Please rewrite the records below with every "jacket" changed to "coat", keeping all else the same, and leave the pictures out of your answer.
DATA FOR THIS EXERCISE start
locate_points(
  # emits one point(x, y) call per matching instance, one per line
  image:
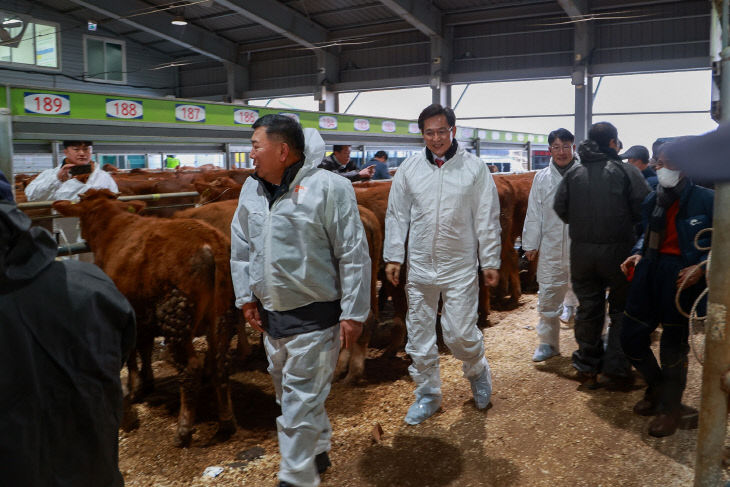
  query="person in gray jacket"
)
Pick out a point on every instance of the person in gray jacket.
point(600, 199)
point(301, 273)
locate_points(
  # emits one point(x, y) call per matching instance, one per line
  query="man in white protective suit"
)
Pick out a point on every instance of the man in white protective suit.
point(444, 202)
point(301, 273)
point(544, 235)
point(69, 181)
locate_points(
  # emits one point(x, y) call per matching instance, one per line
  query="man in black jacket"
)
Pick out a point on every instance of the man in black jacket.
point(65, 331)
point(601, 201)
point(339, 162)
DATA FOR THIS EXERCISE end
EXERCISE SOLUTION:
locate_points(
  # emits one point(x, y) call per matching instance, one per line
  image:
  query="person in gray coat"
)
Pick out a point on every instance of the person in gray coat.
point(600, 199)
point(301, 273)
locate_points(
  # emits one point(x, y) call per matching instance, one per line
  query="man in white protective suit"
)
Pick out a point on every instance of the man in white protective suit.
point(444, 202)
point(301, 273)
point(544, 235)
point(69, 181)
locate_points(
  # emits one point(x, y) call per matching instance, one per line
  query="man in black coat"
)
Pick out a point on every instance of the man in black coat.
point(65, 331)
point(601, 201)
point(339, 162)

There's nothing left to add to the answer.